[Saved data entries]

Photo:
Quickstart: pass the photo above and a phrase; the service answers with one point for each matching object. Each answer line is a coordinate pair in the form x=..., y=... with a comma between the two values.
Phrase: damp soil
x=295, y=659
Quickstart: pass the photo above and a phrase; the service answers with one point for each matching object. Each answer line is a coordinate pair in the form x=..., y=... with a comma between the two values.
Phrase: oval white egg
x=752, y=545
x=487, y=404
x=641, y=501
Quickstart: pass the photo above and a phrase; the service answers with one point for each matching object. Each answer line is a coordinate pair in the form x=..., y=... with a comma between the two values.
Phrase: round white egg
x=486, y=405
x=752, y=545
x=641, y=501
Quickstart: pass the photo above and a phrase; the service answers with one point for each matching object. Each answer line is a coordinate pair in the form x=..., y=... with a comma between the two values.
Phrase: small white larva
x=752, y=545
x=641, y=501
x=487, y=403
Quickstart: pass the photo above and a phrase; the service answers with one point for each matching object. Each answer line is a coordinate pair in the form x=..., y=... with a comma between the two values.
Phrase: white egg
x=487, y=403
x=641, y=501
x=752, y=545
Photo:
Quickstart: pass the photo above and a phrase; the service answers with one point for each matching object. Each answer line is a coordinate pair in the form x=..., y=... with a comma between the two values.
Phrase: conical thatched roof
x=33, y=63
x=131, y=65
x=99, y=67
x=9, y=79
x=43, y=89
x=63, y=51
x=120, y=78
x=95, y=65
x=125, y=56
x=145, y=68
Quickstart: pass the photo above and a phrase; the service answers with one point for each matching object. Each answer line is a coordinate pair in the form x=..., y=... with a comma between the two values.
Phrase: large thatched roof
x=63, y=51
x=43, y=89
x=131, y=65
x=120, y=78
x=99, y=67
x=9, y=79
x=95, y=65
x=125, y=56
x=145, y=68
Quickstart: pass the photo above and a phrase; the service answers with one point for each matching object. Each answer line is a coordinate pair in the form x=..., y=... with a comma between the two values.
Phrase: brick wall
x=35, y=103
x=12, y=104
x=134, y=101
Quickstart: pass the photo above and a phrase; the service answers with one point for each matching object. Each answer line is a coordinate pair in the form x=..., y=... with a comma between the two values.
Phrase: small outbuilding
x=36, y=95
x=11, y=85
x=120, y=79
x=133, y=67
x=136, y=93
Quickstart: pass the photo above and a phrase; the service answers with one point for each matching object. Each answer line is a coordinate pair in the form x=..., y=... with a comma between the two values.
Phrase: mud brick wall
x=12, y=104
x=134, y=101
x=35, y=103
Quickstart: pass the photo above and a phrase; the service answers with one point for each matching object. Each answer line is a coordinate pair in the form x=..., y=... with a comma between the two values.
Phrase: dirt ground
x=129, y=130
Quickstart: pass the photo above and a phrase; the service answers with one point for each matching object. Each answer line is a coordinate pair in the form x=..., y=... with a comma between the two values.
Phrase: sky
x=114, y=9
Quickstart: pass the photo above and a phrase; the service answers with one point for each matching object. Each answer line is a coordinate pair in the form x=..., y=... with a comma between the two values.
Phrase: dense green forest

### Task
Output each line of the data exactly as it stands above.

### Solution to the problem
Photo:
Quickstart: pass the photo above and a phrase; the service answers with one point for each matching object. Each answer line is a coordinate pair in the form x=..., y=... with a comma between the two values.
Phrase: damp soil
x=295, y=659
Quickstart: pass the photo above and a phrase; the service answers with one point for each matching object. Each answer line is a coordinate pair in the form x=..., y=... with a comma between the two values.
Phrase: oval white egg
x=752, y=545
x=487, y=404
x=641, y=501
Quickstart: pass the photo above and a phrase; the service answers with one point for each matching object. Each answer line is a coordinate pair in the form x=..., y=... with a comma between the two values.
Phrase: round white egg
x=486, y=405
x=752, y=545
x=641, y=501
Quickstart: pass the photo above and a phrase; the service answers with one point for each matching object. Each answer line is a coordinate pair in the form x=..., y=... with a comma between the two values.
Phrase: small white larva
x=752, y=545
x=641, y=501
x=487, y=403
Quickstart: pass the photo above and a phrase; the service answers with one point for each matching object. Each answer line is a coordinate pair in the form x=..., y=... with a comma between the two values.
Phrase: white egg
x=487, y=403
x=641, y=501
x=752, y=545
Photo:
Quickstart: pass the photo above and a phrase; the service answers with one point for each matching object. Each answer line is a coordinate pair in the form x=..., y=... with a comma between the two values.
Phrase: conical thatched roof
x=33, y=63
x=131, y=65
x=99, y=67
x=9, y=79
x=43, y=89
x=63, y=51
x=120, y=78
x=95, y=65
x=125, y=56
x=145, y=68
Quickstart: pass the photo above and a phrase; the service answers with one point for each matching object. Each answer line is a coordinate pair in the form x=..., y=... with a comma between the two values.
Phrase: large thatched roof
x=63, y=51
x=43, y=89
x=131, y=65
x=120, y=78
x=99, y=67
x=9, y=79
x=95, y=65
x=125, y=56
x=145, y=68
Quickstart: pass the photo above and a phrase; the service answers with one point for each matching object. Each answer line is a coordinate pair in the form x=..., y=... with a comma between the two values.
Phrase: brick wall
x=35, y=103
x=12, y=104
x=134, y=101
Quickstart: pass the photo above and a phrase; the service answers with one point for each matching object. Each answer line is a coordinate pair in the form x=..., y=... with a comma between the two values.
Phrase: small outbuilding
x=36, y=95
x=11, y=85
x=120, y=79
x=133, y=67
x=136, y=93
Quickstart: pass the photo above and a phrase; the service answers with one point for each matching object. Each answer line is a coordinate pair in the form x=..., y=... with a comma between the two values.
Phrase: mud brick wall
x=12, y=104
x=134, y=101
x=35, y=103
Quickstart: pass the photo above and a phrase; the service answers with one point for each matching object. Each answer line is a coordinate pair in the form x=..., y=... with a comma between the two values.
Phrase: dirt ground
x=129, y=130
Quickstart: pass the photo above and a phrase; the service answers with one point for each matching object. Each answer line is a coordinate pair in the form x=..., y=... with a comma between the two values.
Phrase: sky
x=114, y=9
Quickstart: pass the photo above and a phrase; the service answers with one point for each matching object. Each answer line is a coordinate pair in the form x=..., y=... with a comma between the two values.
Phrase: dense green forest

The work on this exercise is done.